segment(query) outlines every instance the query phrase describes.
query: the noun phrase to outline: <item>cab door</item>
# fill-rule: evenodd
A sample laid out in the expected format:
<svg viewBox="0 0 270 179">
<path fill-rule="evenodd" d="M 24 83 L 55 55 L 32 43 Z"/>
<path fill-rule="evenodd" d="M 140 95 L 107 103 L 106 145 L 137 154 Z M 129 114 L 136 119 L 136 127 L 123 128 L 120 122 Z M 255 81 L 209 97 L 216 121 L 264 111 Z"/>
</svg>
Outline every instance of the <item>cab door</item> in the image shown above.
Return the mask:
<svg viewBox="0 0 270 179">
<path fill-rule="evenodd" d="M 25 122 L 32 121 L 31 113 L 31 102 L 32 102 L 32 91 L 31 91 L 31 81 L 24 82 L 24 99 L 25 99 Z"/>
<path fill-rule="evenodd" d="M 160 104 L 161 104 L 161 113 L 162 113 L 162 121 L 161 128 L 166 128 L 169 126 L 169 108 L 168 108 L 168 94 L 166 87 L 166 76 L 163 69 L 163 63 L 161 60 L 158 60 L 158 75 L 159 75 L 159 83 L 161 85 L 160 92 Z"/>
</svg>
········
# Request
Rewrite all of the entries above, putting "truck door" wherever "cab door" appears and leaving everything else the same.

# Task result
segment(query) outlines every instance the query phrase describes.
query: the noun phrase to outline: <item>truck door</item>
# fill-rule: evenodd
A sample laid out in the expected format:
<svg viewBox="0 0 270 179">
<path fill-rule="evenodd" d="M 24 83 L 55 55 L 32 43 Z"/>
<path fill-rule="evenodd" d="M 140 95 L 107 103 L 106 145 L 137 154 Z M 129 114 L 136 119 L 136 127 L 123 128 L 120 122 Z M 255 81 L 209 97 L 216 121 L 264 111 Z"/>
</svg>
Outline every instance of the <item>truck door</item> in the image shown above.
Return the mask:
<svg viewBox="0 0 270 179">
<path fill-rule="evenodd" d="M 25 122 L 32 121 L 31 113 L 31 102 L 32 102 L 32 91 L 31 91 L 31 81 L 24 82 L 24 99 L 25 99 Z"/>
<path fill-rule="evenodd" d="M 160 104 L 161 104 L 161 113 L 162 113 L 162 121 L 161 128 L 166 128 L 169 126 L 169 108 L 168 108 L 168 94 L 166 87 L 166 76 L 163 69 L 163 63 L 161 60 L 158 60 L 158 75 L 159 75 L 159 83 L 161 85 L 160 92 Z"/>
</svg>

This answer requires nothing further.